#### EXERCISE BRIEF
Skip any picture you find and retype all the remaining lines exactly.

#### ENTRIES PROVIDED
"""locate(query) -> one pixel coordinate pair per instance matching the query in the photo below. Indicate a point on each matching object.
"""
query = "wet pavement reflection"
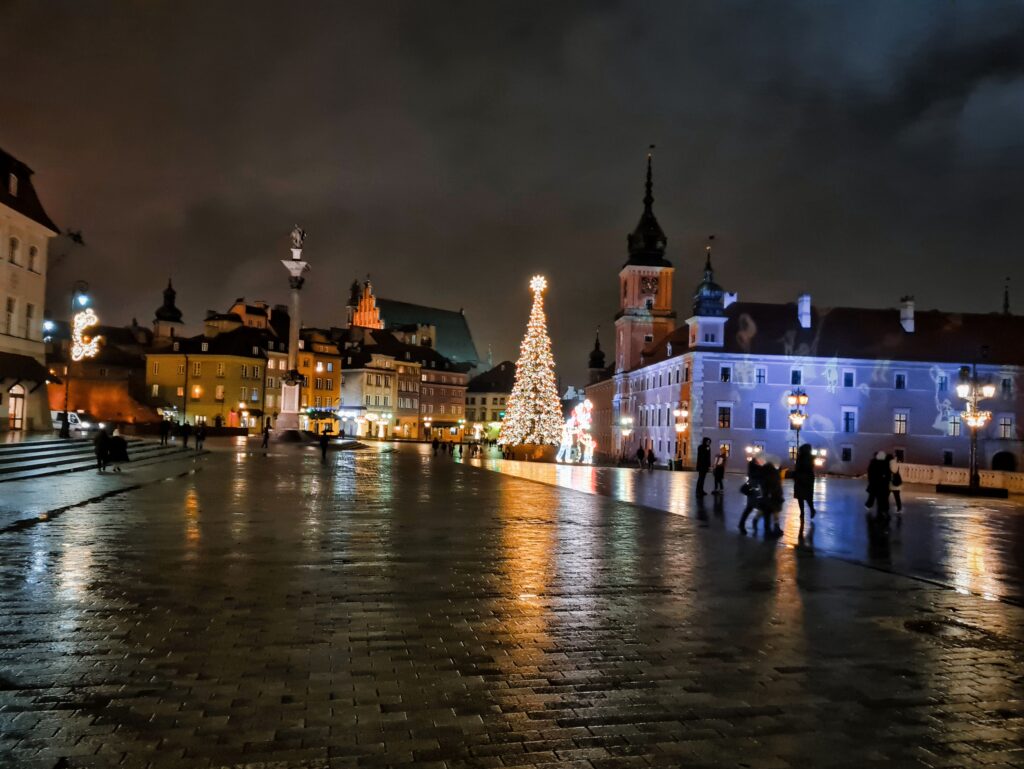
(393, 608)
(975, 546)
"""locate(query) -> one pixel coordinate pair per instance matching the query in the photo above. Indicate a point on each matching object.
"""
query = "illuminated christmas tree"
(534, 414)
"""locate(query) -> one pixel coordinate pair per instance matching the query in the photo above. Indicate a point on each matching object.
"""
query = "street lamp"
(974, 390)
(81, 346)
(797, 400)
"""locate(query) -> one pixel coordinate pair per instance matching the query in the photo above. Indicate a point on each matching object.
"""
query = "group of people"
(111, 450)
(183, 431)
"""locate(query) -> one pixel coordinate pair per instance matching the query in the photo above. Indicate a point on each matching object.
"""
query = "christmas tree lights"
(534, 414)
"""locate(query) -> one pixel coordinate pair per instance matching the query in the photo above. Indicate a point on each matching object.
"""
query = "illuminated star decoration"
(534, 415)
(80, 348)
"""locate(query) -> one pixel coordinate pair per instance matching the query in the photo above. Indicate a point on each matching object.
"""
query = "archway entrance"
(15, 408)
(1005, 461)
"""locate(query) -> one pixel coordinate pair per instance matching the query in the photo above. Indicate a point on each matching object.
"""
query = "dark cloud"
(857, 151)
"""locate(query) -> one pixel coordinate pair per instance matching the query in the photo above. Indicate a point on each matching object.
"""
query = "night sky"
(858, 151)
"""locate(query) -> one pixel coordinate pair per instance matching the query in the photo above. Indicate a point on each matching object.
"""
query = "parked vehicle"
(80, 422)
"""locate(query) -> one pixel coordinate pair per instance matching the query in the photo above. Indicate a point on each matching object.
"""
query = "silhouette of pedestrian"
(704, 464)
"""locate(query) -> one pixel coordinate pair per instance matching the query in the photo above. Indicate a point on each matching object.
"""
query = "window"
(953, 425)
(760, 417)
(724, 417)
(849, 419)
(899, 422)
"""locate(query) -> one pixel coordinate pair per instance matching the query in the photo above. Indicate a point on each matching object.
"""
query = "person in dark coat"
(753, 488)
(719, 471)
(118, 451)
(704, 465)
(101, 447)
(803, 480)
(879, 479)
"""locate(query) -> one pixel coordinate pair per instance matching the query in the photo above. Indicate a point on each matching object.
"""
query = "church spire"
(646, 243)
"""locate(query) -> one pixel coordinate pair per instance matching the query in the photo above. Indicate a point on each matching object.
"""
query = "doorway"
(15, 408)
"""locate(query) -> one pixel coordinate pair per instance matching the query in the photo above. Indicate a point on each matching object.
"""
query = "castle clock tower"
(645, 312)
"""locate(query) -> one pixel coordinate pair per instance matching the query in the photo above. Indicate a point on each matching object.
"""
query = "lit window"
(899, 423)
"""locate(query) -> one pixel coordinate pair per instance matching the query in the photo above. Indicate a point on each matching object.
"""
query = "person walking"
(879, 479)
(754, 489)
(325, 440)
(118, 451)
(895, 481)
(704, 465)
(101, 447)
(803, 480)
(719, 471)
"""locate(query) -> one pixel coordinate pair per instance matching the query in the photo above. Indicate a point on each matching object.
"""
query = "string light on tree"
(534, 415)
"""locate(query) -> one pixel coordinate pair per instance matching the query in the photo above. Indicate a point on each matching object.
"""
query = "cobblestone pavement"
(395, 609)
(970, 545)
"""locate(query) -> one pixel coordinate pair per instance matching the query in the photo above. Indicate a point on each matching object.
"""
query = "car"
(78, 422)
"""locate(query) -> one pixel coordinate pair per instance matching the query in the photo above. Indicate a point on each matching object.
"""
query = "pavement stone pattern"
(394, 609)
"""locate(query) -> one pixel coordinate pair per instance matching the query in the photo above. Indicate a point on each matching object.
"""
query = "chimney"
(906, 313)
(804, 310)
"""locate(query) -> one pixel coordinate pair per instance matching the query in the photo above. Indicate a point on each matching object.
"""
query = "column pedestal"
(287, 429)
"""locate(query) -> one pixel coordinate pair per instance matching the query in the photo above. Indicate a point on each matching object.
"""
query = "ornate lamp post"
(288, 419)
(973, 390)
(797, 400)
(81, 346)
(626, 429)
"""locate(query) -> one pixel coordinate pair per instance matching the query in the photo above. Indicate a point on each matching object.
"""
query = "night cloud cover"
(858, 151)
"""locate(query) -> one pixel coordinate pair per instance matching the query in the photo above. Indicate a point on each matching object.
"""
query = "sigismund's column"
(288, 419)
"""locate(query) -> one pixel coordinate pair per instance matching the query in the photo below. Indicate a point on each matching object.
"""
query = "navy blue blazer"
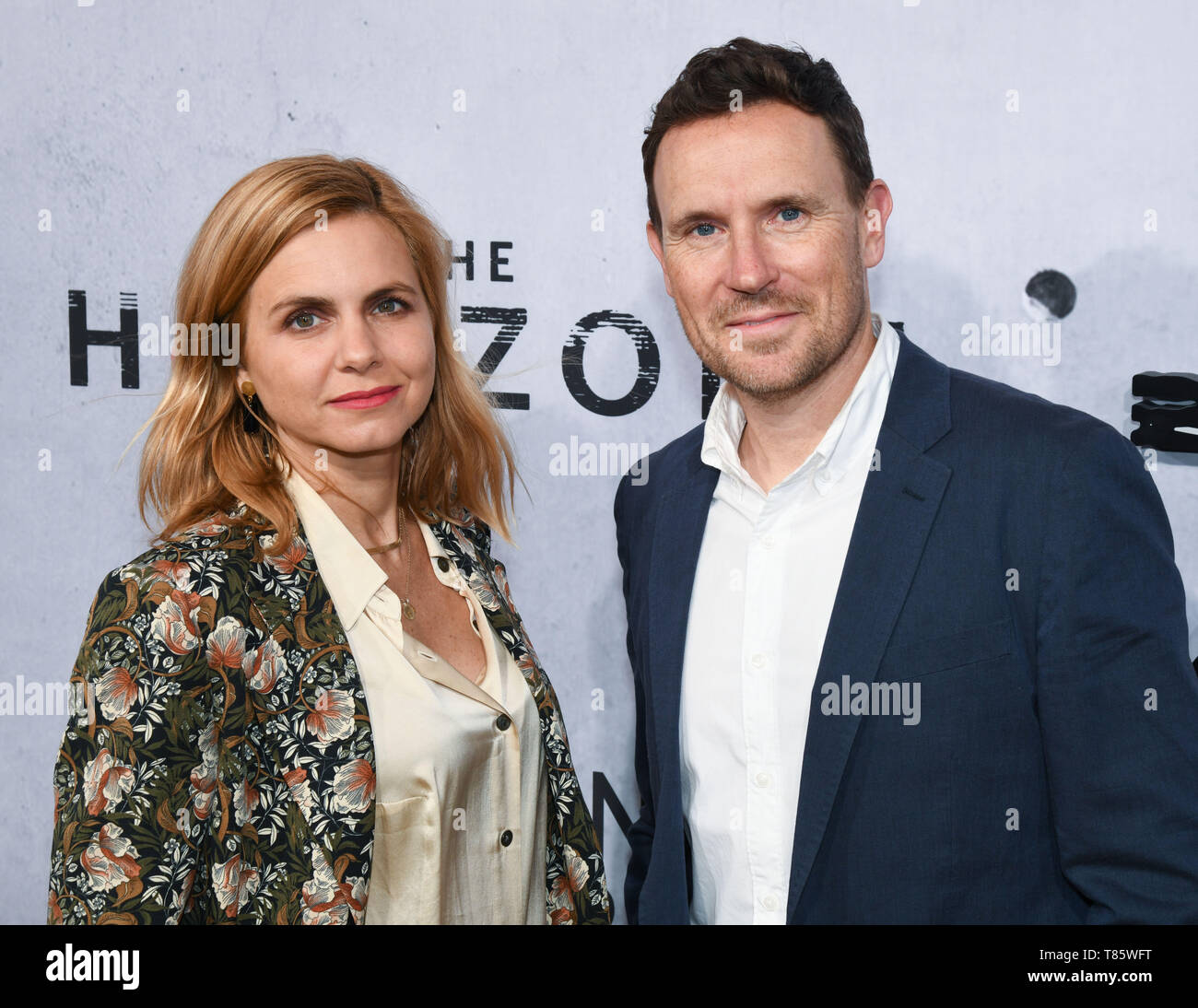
(1067, 698)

#### RESPONSE
"""locate(query) -> one pixel coordinate pair per instance matching the query in the photo below. Indicate a point on each matching object.
"""
query = "wet pavement reflection"
(393, 608)
(975, 546)
"""locate(query) -> one pixel coordinate pair per instance matching the query in the photo above. Indicate a point on each matching object.
"""
query = "illuminated christmas tree"
(534, 414)
"""locate(query) -> one pixel coordinate pair per instance matching the query in the photo above. Indicate a point on each matching object.
"""
query = "street lamp"
(974, 390)
(81, 346)
(797, 400)
"""locate(query) -> one pixel coordinate pair per instance matching the query in the photo above. Indicate a point on each matching object.
"""
query = "group of people"
(111, 450)
(183, 431)
"""locate(query) -> one pixel coordinate pair per instance matching the query in the photo above. Indicate a point on each matching object.
"""
query = "christmas tree lights"
(534, 414)
"""locate(query) -> one pixel coordinate pair per instance matching the query in the photo above. Indicate a point on each matching object.
"""
query = "illuminated star decoration"
(534, 415)
(80, 348)
"""locate(query) -> one pixel coordinate pair per instance matching the query in the photo above. Indicate a point on each matching object.
"""
query = "archway entrance"
(15, 408)
(1005, 461)
"""locate(query) -> one pixel coordinate pair per instance matching the query in the photo above. Indicate a point on each matching object.
"""
query = "dark cloud"
(857, 151)
"""locate(query) -> one pixel coordinate pair per instance matching the query in the photo above. Indicate a point on each matching object.
"""
query = "night sky"
(858, 151)
"""locate(query) -> one pixel coordinate pair per instance matching the query in the photo above. Indicate a point on each matching object.
"""
query = "parked vehicle"
(80, 422)
"""locate(query) -> one pixel coordinate pair per instance matching the query in the photo above. Indicate a point on each matching object.
"""
query = "silhouette of pedestrian"
(704, 464)
"""locate(query) -> one pixel coordinate pair per instance matching the query in the photo above. Indicate a point on each matching object.
"""
query = "window"
(953, 425)
(760, 417)
(724, 417)
(849, 419)
(899, 422)
"""locate(query) -> one pixel coordinate pair per instance matching the query in the photo above. Indicate a point on each matching object.
"""
query = "person in dark coat"
(753, 488)
(719, 471)
(118, 451)
(704, 465)
(101, 447)
(803, 480)
(879, 479)
"""locate(query) -> one pixel coordinate pair per instance matching the query in the photo above. Indicate a point on each matching object.
"""
query = "church spire"
(646, 243)
"""locate(query) -> one pixel coordinate pair per instance matching the query in the photo above. Indicate a point on each matching object.
"""
query = "doorway"
(15, 408)
"""locate(query) -> one pixel coordinate pair per instance matching the query in the photo above. Indicate a point on each matching object.
"""
query = "castle clock tower"
(645, 312)
"""locate(query) -> one pixel coordinate pair per instance matching the query in the photo above. Indicate a point on each matching object.
"""
query = "lit window"
(899, 423)
"""locate(query) -> one pixel coordinate pair per instance matching the query in the photo above. Indicate a point on each matching object.
"""
query = "person walking"
(879, 479)
(754, 489)
(325, 440)
(118, 451)
(895, 481)
(704, 465)
(101, 447)
(803, 480)
(719, 471)
"""locate(query) -> one pixel coordinate pair per instance matching the query in the photo above. Indicate a point on each matching object.
"""
query = "string light on tree"
(534, 415)
"""locate(query) -> one pixel coordinate pair per instance matching the query in the photo above. Indicate a point on each matching object.
"""
query = "cobblestone pavement"
(395, 609)
(970, 545)
"""locate(query) -> one pixel coordinate pair per instance matching the query in the photo above. Indicate a point on each matching object.
"""
query = "car"
(78, 422)
"""locate(query) -> one pixel coordinate pair per instance matching the query in the photo above. Indicate a point on each matching object.
"""
query = "pavement stone pattern"
(394, 609)
"""locate(query) -> one pixel coordinate pair per instance matching the query in the photo above. Indicate a point on each matching object.
"""
query = "chimney"
(906, 313)
(804, 310)
"""locate(query) -> one pixel coordinate pair per instance matching the query in the photo above. Indicate a point on each matching object.
"""
query = "column pedestal"
(287, 429)
"""locate(query) -> one pixel coordinate pair per instance matching the query in the photo above. Indicate a point on each matching object.
"""
query = "ornate lamp post"
(288, 419)
(973, 390)
(797, 400)
(81, 346)
(626, 429)
"""locate(query) -> one pixel coordinate pair per instance matching the query in the photo above. Indicate a point on each matching object.
"""
query = "night cloud cover"
(858, 151)
"""locate(query) -> one pixel coordinate pair per instance matching the query in the photo above. Indicate a point on each matching object.
"""
query = "sigismund's column"
(288, 419)
"""locate(query) -> one pixel coordinate pair per instance matching the query in the photo below. Indicate a point on each matching object.
"""
query = "navy blue blazer"
(1067, 698)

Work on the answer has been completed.